• [Ausgangstext]
————
B-VG Art144 Abs1 / Anlassfall

Leitsatz

Aufhebung des angefochtenen Beschlusses im Anlassfall

Spruch

I. Die beschwerdeführende Gesellschaft ist durch den angefochtenen Beschluss wegen Anwendung einer verfassungswidrigen Gesetzesbestimmung in ihren Rechten verletzt worden.

Der Beschluss wird aufgehoben.

II. Der Bund (Bundesminister für Finanzen) ist schuldig, der beschwerdeführenden Gesellschaft die mit € 2.856,– bestimmten Prozesskosten binnen 14 Tagen bei sonstiger Exekution zu ersetzen.

Begründung

Entscheidungsgründe

1.       Mit Bescheid vom 24. Februar 2017 forderte die Finanzmarktaufsichtsbehörde die beschwerdeführende Gesellschaft gemäß §22b Abs1 und §26a FMABG sowie §5 VVG unter Androhung einer Zwangsstrafe iHv € 10.000,– zur Vorlage näher bezeichneter Unterlagen in Bezug auf das Geschäftsmodell der beschwerdeführenden Gesellschaft auf. Die Finanzmarktaufsichtsbehörde begründete diese Aufforderung damit, dass der Verdacht einer konzessionslosen Ausübung eines Kapitalfinanzierungsgeschäftes iSd §1 Abs1 Z15 BWG durch die beschwerdeführende Gesellschaft bestehe und die Finanzmarktaufsichtsbehörde zur Klärung dieses Sachverhaltes ein Ermittlungsverfahren eingeleitet habe. Da die beschwerdeführende Gesellschaft dieser Aufforderung nicht nachkam, verhängte die Finanzmarktaufsichtsbehörde mit Bescheid vom 17. März 2017 über sie gemäß §5 VVG und §26a FMABG eine Zwangsstrafe in Höhe von € 10.000,–. Gleichzeitig drohte die Finanzmarktaufsichtsbehörde eine weitere Zwangsstrafe in Höhe von € 15.000,– an.

2.       Mit dem angefochtenen Beschluss wies das Bundesverwaltungsgericht den Antrag der beschwerdeführenden Gesellschaft, der Beschwerde gegen den Bescheid der Finanzmarktaufsichtsbehörde vom 17. März 2017 die aufschiebende Wirkung zuzuerkennen, ab. Begründend führte das Bundesverwaltungsgericht hiezu – zusammengefasst – aus, §22 Abs2 FMABG ordne hinsichtlich Beschwerden gegen Bescheide der Finanzmarktaufsichtsbehörde, die keine Verwaltungsstrafsachen beträfen, – abweichend vom allgemeinen System des §13 Abs1 VwGVG – einen Ausschluss der aufschiebenden Wirkung an; diese könne lediglich bei Vorliegen näher bezeichneter Voraussetzungen zuerkannt werden. Da der im angefochtenen Bescheid verhängten bzw. angedrohten Zwangsstrafe kein Strafcharakter zugrunde liege, sei diese Bestimmung anwendbar. Die Zuerkennung der aufschiebenden Wirkung komme im vorliegenden Fall nicht in Betracht, zumal dem das zwingende öffentliche Interesse am Vollzug des Bankwesengesetzes entgegenstehe. Darüber hinaus führe aber auch eine Abwägung der betroffenen Interessen zu keinem anderen Ergebnis.
————
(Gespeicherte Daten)
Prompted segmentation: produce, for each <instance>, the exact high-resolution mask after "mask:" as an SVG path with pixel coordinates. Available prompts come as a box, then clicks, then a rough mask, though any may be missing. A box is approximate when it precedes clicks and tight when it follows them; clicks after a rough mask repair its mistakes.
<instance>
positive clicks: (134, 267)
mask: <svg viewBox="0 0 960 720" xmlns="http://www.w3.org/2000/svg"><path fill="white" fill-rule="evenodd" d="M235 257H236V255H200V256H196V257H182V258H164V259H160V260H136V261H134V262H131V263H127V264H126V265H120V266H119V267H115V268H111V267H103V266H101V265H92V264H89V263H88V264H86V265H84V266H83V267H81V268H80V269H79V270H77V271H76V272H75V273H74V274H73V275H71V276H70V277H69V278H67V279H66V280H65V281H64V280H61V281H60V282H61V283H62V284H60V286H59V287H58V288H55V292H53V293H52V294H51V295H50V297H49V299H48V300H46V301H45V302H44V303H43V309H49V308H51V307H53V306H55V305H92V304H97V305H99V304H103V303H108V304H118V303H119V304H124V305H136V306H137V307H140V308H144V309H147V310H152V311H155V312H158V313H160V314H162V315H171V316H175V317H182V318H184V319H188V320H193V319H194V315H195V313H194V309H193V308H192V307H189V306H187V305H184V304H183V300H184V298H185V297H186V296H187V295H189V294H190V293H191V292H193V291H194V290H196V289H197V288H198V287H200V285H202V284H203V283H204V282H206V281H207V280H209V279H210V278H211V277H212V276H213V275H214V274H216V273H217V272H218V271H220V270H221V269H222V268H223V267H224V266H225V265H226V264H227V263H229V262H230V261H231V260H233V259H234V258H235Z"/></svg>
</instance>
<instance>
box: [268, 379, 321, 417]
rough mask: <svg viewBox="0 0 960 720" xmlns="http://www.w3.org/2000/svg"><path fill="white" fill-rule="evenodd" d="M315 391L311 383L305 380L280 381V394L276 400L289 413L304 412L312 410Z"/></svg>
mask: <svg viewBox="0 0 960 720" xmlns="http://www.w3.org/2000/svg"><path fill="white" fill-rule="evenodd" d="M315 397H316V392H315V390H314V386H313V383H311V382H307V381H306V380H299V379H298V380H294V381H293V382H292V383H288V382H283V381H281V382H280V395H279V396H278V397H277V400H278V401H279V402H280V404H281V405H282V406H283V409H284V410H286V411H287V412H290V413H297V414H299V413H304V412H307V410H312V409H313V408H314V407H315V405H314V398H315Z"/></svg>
————
• [Aufgaben und Übungen]
(1) Wie hoch war laut Ausgangstext die Zwangsstrafe, die die Finanzmarktaufsichtsbehörde mit Bescheid vom 17. März 2017 verhängte?
(2) Nenne alle Gesetzesabkürzungen, die im Ausgangstext vorkommen.
(3) Setze bitte den Ausgangstext im Anschluss an seinen letzten Satz fort.

• [Antworten im Einzelnen]
(1) € 10.000,–

(2) B-VG, FMABG, VVG, BWG, VwGVG

(3)
3.       In ihrer auf Art144 B-VG gestützten Beschwerde an den Verfassungsgerichtshof bringt die beschwerdeführende Gesellschaft unter anderem vor, es sei nicht nachvollziehbar, worauf die Finanzmarktaufsichtsbehörde ihren Verdacht gründe, dass die beschwerdeführende Gesellschaft ein Bankgeschäft ohne die erforderliche Konzession betreibe; vielmehr liege der Verdacht nahe, die Finanzmarktaufsichtsbehörde wolle durch das Ersuchen um Übermittlung bestimmter Unterlagen die für das Strafverfahren erforderlichen, bisher aber nicht vorhandenen Beweise organisieren. Die Zuerkennung der aufschiebenden Wirkung sei notwendig, um einen gravierenden Eingriff in die Grundrechte der beschwerdeführenden Gesellschaft hintanzuhalten. Da die beschwerdeführende Gesellschaft ihre operative Geschäftstätigkeit bis auf Weiteres eingestellt habe, stünden dem auch keine zwingenden öffentlichen Interessen entgegen.

4.       Das Bundesverwaltungsgericht legte die Gerichts- bzw. Verwaltungsakten vor und verzichtete auf die Erstattung einer Gegenschrift.

5.       Die Finanzmarktaufsichtsbehörde erstattete eine Äußerung, in welcher sie dem Beschwerdevorbringen entgegentritt.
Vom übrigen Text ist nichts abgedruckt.